* [What you are asked to do] Without changing anything, copy out each entry.

* [Data for this exercise]

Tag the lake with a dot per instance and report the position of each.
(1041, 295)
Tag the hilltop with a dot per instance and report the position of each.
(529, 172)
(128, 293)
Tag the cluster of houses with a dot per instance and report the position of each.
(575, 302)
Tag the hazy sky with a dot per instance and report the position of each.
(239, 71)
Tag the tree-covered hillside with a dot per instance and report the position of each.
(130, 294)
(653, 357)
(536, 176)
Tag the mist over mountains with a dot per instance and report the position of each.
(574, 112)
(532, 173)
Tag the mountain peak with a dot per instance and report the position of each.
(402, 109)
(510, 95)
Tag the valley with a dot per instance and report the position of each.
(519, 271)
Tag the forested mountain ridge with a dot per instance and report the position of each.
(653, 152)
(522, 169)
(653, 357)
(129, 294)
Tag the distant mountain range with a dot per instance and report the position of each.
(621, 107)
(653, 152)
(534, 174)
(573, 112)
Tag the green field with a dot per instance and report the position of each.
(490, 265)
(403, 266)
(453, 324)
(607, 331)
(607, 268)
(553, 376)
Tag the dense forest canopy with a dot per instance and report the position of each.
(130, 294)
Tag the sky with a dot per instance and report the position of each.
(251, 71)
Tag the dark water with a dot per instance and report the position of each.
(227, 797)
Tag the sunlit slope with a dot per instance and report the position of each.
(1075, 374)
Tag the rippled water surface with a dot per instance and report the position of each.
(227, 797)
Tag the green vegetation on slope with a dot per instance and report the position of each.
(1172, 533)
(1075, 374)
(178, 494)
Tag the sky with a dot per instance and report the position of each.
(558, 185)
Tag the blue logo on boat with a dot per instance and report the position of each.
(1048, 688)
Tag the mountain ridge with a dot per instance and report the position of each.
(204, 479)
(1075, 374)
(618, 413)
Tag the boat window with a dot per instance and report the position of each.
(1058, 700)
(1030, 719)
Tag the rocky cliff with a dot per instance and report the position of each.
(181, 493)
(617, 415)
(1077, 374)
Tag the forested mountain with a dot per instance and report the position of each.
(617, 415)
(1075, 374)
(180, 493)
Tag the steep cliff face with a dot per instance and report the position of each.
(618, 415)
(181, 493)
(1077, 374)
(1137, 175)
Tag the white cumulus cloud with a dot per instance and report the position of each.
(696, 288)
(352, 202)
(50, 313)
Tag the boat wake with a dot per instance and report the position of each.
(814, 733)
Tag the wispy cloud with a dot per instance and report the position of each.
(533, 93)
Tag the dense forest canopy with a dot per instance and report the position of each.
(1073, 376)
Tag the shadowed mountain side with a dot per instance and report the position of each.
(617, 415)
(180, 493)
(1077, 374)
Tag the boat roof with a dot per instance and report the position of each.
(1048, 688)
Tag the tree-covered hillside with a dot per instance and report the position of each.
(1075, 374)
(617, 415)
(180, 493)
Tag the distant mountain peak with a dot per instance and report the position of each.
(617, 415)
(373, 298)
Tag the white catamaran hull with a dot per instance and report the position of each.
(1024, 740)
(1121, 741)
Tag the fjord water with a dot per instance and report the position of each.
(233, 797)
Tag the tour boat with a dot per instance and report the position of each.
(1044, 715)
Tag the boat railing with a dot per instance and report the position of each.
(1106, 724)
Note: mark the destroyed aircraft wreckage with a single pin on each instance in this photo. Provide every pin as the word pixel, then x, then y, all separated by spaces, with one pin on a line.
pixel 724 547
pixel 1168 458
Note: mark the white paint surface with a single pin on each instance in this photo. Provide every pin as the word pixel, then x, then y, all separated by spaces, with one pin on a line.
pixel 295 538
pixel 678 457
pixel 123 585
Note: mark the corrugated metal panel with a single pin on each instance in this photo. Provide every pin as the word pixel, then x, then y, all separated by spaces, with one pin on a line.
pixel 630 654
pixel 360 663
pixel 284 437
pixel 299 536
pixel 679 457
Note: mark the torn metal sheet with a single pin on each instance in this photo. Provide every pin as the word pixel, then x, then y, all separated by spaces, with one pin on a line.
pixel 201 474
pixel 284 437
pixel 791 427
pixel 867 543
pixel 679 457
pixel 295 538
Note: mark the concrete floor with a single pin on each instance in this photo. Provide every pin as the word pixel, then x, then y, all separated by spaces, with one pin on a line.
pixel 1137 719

* [Task result]
Tag the lake with a dot per instance and report the position of each.
(1041, 295)
Tag the hilltop with a dot per instance and report the position of each.
(529, 172)
(128, 293)
Tag the cluster of houses with a dot per instance and report the position of each.
(575, 302)
Tag the hazy sky with a dot per instance and report the position of each.
(239, 71)
Tag the tree-covered hillside with a dot per instance and report the position of each.
(130, 294)
(653, 357)
(536, 176)
Tag the mist over mountains with a dot per instance and report the position of each.
(574, 112)
(532, 173)
Tag the mountain peak with a dot per instance and report the position of each.
(402, 109)
(510, 95)
Tag the valley with a dot per instance and report the position of each.
(519, 271)
Tag the forested mountain ridge with a dot per instance and report the position of each.
(653, 152)
(522, 169)
(653, 357)
(129, 294)
Tag the distant mountain range with a dot per instance and report the position of each.
(621, 107)
(653, 152)
(534, 174)
(573, 112)
Tag the green field with a dot per instance and report the position of each.
(490, 265)
(403, 266)
(453, 324)
(607, 331)
(607, 268)
(553, 376)
Tag the dense forest canopy with a dot per instance and report the position of each.
(130, 294)
Tag the sky with a dot per instance and report the position of each.
(251, 71)
Tag the dark water with a dot per instance and report the position of each.
(227, 797)
Tag the sunlit slope with a dot per instance and report the position of each.
(1075, 374)
Tag the rippled water surface with a dot per instance and report the position of each.
(227, 797)
Tag the green vegetation on slope with a dot per instance and report the position of each.
(1172, 533)
(1075, 374)
(178, 494)
Tag the sky with a dot per instance and report the position of each.
(558, 185)
Tag the blue logo on boat with a dot per instance and report the position of each.
(1048, 688)
Tag the mountain ridge with a dot per instance and report the position of each.
(204, 479)
(1075, 374)
(618, 413)
Tag the boat window with a dot per instance and report the position of each.
(1058, 700)
(1030, 719)
Tag the rocky cliff with a dot per instance and report the position of each.
(181, 493)
(617, 415)
(1077, 374)
Tag the forested mountain with a dot per instance and report the position of each.
(617, 415)
(1075, 374)
(180, 493)
Tag the steep cliff face with a dot per instance and report the position of each.
(618, 415)
(181, 493)
(1077, 374)
(1137, 175)
Tag the white cumulus cloud with a dot per instance and report the position of each.
(696, 288)
(352, 202)
(50, 313)
Tag the boat wake with a dot per instance and report the position of each.
(814, 733)
Tag the wispy cloud with a dot per instance and report the position of each.
(533, 93)
Tag the dense forest canopy with a dot per instance and report the position of each.
(1073, 376)
Tag the shadowed mountain side with a dot per instance and report the position of each.
(617, 415)
(180, 493)
(1077, 374)
Tag the boat roof with a dot per instance and report the position of each.
(1048, 688)
Tag the tree-covered hillside with a dot per instance and report the position of each.
(1075, 374)
(617, 415)
(180, 493)
Tag the distant mountain peak with a dot per instance and report the position of each.
(617, 415)
(373, 298)
Tag the white catamaran hull with a dot per instance and report the position of each.
(1024, 740)
(1121, 741)
Tag the fjord water with a dot per instance and report the position of each.
(233, 797)
Tag the tour boat with a dot per instance and report the position of each.
(1044, 715)
Tag the boat railing with a dot per instance and report the position of each.
(1106, 724)
Note: mark the destroyed aircraft wreckage with a single pin on each instance in this photo. Provide every pin as the word pixel, then x, then y, all separated by spaces, with one pin on a line.
pixel 724 547
pixel 1168 458
Note: mark the white paint surface with a single pin on each instance in this photo. Provide every pin as the word pixel, then x, then y, all separated by spaces, with one pin on a line.
pixel 295 538
pixel 678 457
pixel 123 585
Note: mark the corrugated metal panel with a single pin on each instance in this photo. Provide every pin as the word pixel, then x, then y, all separated by spaces, with one pin on a line.
pixel 630 654
pixel 360 663
pixel 284 437
pixel 299 536
pixel 679 457
Note: mark the torn metal sheet with a single pin on each instance in this photo. Provide every pin as the word pixel, then x, then y, all separated by spaces, with one pin on a line.
pixel 201 474
pixel 284 437
pixel 791 427
pixel 867 543
pixel 679 457
pixel 295 538
Note: mark the concrete floor with a single pin on each instance in this photo. Provide every pin as the word pixel, then x, then y, all separated by spaces, with one pin on a line.
pixel 1137 719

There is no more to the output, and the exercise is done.